BEGIN Text

In a matter of steps, Mike Williams can go from house to farm to forest.
The Papillion man has spent nearly 25 years transforming his backyard into a garden sanctuary. The space, about one-third acre, features a large garden bed and about 40 trees.
Williams, 58, took up gardening as a way to unwind after work.
“It was an outlet,” he said. “It was sort of therapeutic to leave the job and then go work in the yard and get connected back with nature.”
After taking up the hobby, Williams noticed work-related stress fade away. His diet improved, and the garden sanctuary became a source of entertainment.
Williams spent more than 30 years working as a civilian with the Department of Defense. For the majority of that time, he was a military analyst, focusing on the military capabilities of other countries. The job could be stressful.
“I needed something to connect myself with things that are growing instead of things that get destroyed,” Williams said.
Gardening can provide a mental and physical break from the daily work routine, said Karen Bermel, a licensed mental health professional at Bergan Mercy Medical Center in Omaha.
“Frequently our work life is computers and phones and texting,” Bermel said. “The beauty of gardening is that it really puts us in touch with nature.”
Several studies have shown that gardening can reduce stress, boost mood and benefit brain health. A 2010 study published in the Journal of Health Psychology showed that gardening significantly decreased stress levels. After completing a stressful task, participants were assigned to 30 minutes of outdoor gardening or indoor reading. Both tasks led to decreased stress levels, but the decrease — and reports of a positive mood — was more significant in the gardening group.
For eight years, Williams and his wife, Joni, lived in Virginia where he worked before moving back to Nebraska in 1992. He was shocked by how few trees his home state had compared to the East Coast. So he joined the Papillion Tree Board, started watching “Backyard Farmer” and got to work planting in his own yard. He has since joined the Douglas-Sarpy County Extension Office as a gardening intern to learn more about his hobby.
Over the years, Williams planted a variety of trees around his home. In between the trees, he added shrubs, perennials and native grasses.

END Text
BEGIN Material supplied

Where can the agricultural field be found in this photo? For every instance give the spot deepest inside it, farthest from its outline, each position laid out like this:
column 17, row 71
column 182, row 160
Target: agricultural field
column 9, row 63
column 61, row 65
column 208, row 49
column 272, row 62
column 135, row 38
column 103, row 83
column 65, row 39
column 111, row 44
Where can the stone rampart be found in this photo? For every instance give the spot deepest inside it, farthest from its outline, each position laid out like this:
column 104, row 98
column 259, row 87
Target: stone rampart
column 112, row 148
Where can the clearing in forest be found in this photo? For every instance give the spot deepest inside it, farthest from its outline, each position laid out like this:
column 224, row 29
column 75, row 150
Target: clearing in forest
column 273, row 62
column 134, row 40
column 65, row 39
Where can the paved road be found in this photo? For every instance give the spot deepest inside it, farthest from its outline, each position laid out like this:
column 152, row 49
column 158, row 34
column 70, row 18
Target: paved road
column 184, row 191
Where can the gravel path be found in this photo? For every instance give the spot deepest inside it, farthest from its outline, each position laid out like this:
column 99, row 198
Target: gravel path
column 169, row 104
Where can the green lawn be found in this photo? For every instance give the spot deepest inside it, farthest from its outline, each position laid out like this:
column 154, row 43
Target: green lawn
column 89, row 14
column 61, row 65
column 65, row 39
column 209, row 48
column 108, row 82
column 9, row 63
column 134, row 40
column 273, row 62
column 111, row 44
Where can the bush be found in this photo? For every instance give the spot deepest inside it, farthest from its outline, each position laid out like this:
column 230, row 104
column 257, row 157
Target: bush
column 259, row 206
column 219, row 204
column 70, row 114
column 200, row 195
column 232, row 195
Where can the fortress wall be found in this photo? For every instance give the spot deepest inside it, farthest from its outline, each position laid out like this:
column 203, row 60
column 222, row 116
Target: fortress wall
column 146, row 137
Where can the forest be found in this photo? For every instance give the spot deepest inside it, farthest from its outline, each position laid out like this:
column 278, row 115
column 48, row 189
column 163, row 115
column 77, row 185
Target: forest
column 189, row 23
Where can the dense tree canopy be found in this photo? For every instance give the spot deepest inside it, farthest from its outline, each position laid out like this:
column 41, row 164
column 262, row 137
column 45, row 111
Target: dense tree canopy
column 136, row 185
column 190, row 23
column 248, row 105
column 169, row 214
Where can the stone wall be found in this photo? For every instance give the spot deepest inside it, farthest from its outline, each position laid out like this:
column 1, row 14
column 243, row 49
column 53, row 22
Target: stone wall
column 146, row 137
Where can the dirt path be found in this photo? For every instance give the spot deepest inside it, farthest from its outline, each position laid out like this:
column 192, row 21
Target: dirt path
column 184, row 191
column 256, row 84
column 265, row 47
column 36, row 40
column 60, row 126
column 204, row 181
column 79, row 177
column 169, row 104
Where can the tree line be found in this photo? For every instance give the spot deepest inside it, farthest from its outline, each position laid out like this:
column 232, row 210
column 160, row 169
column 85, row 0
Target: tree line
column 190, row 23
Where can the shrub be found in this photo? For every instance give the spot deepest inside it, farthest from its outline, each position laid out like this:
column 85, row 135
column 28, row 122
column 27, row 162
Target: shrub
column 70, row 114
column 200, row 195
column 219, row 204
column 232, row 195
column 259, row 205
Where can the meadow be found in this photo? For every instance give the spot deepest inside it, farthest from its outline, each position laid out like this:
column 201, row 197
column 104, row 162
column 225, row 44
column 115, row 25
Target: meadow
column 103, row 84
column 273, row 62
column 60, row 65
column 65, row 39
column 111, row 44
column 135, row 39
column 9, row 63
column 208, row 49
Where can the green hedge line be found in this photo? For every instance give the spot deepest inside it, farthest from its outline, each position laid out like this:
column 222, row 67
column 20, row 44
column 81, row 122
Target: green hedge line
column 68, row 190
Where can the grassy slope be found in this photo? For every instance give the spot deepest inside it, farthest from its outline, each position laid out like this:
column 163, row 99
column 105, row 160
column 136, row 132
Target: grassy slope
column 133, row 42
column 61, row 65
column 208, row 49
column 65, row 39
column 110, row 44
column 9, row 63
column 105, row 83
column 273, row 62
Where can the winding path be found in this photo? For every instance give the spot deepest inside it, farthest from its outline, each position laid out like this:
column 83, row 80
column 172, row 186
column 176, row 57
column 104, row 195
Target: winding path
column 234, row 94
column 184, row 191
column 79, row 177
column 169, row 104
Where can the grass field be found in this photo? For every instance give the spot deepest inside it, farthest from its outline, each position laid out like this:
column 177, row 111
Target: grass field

END Material supplied
BEGIN Material supplied

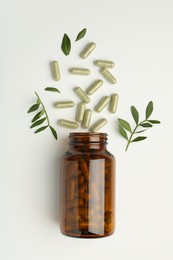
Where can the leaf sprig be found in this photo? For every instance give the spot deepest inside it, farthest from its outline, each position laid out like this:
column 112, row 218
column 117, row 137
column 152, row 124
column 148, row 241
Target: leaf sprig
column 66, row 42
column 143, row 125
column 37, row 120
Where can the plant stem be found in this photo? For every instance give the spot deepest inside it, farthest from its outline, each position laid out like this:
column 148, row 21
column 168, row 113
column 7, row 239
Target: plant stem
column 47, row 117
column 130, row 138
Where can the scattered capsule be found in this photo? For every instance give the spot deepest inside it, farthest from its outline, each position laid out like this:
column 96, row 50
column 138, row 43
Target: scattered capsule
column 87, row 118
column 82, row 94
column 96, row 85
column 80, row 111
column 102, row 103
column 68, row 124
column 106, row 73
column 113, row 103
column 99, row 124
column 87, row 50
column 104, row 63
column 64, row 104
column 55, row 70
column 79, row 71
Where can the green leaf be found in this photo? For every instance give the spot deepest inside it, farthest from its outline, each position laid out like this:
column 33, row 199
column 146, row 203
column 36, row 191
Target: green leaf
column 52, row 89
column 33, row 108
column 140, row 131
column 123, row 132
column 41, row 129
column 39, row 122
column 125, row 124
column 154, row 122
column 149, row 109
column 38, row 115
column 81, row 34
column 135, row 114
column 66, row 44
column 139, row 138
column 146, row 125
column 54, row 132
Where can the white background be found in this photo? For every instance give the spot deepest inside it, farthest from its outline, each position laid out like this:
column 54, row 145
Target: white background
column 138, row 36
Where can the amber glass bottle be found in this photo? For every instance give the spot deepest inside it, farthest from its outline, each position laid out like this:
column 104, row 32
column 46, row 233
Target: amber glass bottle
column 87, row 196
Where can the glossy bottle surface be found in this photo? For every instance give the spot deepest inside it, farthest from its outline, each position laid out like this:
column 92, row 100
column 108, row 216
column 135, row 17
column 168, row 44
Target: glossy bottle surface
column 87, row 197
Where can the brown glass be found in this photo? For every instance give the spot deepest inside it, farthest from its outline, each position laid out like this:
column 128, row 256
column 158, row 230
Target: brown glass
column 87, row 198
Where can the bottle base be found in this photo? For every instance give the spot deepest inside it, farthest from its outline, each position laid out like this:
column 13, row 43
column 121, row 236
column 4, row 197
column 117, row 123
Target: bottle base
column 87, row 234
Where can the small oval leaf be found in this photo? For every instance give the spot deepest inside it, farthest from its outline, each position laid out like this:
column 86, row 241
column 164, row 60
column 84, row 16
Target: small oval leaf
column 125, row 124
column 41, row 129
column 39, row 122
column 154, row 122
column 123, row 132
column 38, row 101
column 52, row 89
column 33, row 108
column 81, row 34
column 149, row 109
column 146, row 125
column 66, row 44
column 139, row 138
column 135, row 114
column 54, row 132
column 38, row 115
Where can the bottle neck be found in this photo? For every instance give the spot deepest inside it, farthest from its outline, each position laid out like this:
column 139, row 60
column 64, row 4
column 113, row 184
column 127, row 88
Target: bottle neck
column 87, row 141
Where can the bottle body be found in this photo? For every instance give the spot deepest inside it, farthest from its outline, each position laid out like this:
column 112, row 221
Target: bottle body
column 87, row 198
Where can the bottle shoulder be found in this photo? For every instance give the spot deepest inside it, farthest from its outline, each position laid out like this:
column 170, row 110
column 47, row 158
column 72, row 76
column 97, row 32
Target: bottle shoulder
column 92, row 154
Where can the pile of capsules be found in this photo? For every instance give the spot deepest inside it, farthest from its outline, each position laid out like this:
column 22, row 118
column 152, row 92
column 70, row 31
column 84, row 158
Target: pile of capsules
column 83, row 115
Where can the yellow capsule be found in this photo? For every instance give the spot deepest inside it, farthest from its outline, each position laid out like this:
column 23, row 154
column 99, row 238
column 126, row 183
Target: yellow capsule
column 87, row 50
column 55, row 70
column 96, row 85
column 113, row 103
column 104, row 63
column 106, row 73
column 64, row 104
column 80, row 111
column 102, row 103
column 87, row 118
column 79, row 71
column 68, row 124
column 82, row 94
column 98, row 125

END Material supplied

Task requirements:
Reproduce word for word the passage of the article on Mike Williams's backyard garden, starting at "In a matter" and ending at "could be stressful.".

Reply:
In a matter of steps, Mike Williams can go from house to farm to forest.
The Papillion man has spent nearly 25 years transforming his backyard into a garden sanctuary. The space, about one-third acre, features a large garden bed and about 40 trees.
Williams, 58, took up gardening as a way to unwind after work.
“It was an outlet,” he said. “It was sort of therapeutic to leave the job and then go work in the yard and get connected back with nature.”
After taking up the hobby, Williams noticed work-related stress fade away. His diet improved, and the garden sanctuary became a source of entertainment.
Williams spent more than 30 years working as a civilian with the Department of Defense. For the majority of that time, he was a military analyst, focusing on the military capabilities of other countries. The job could be stressful.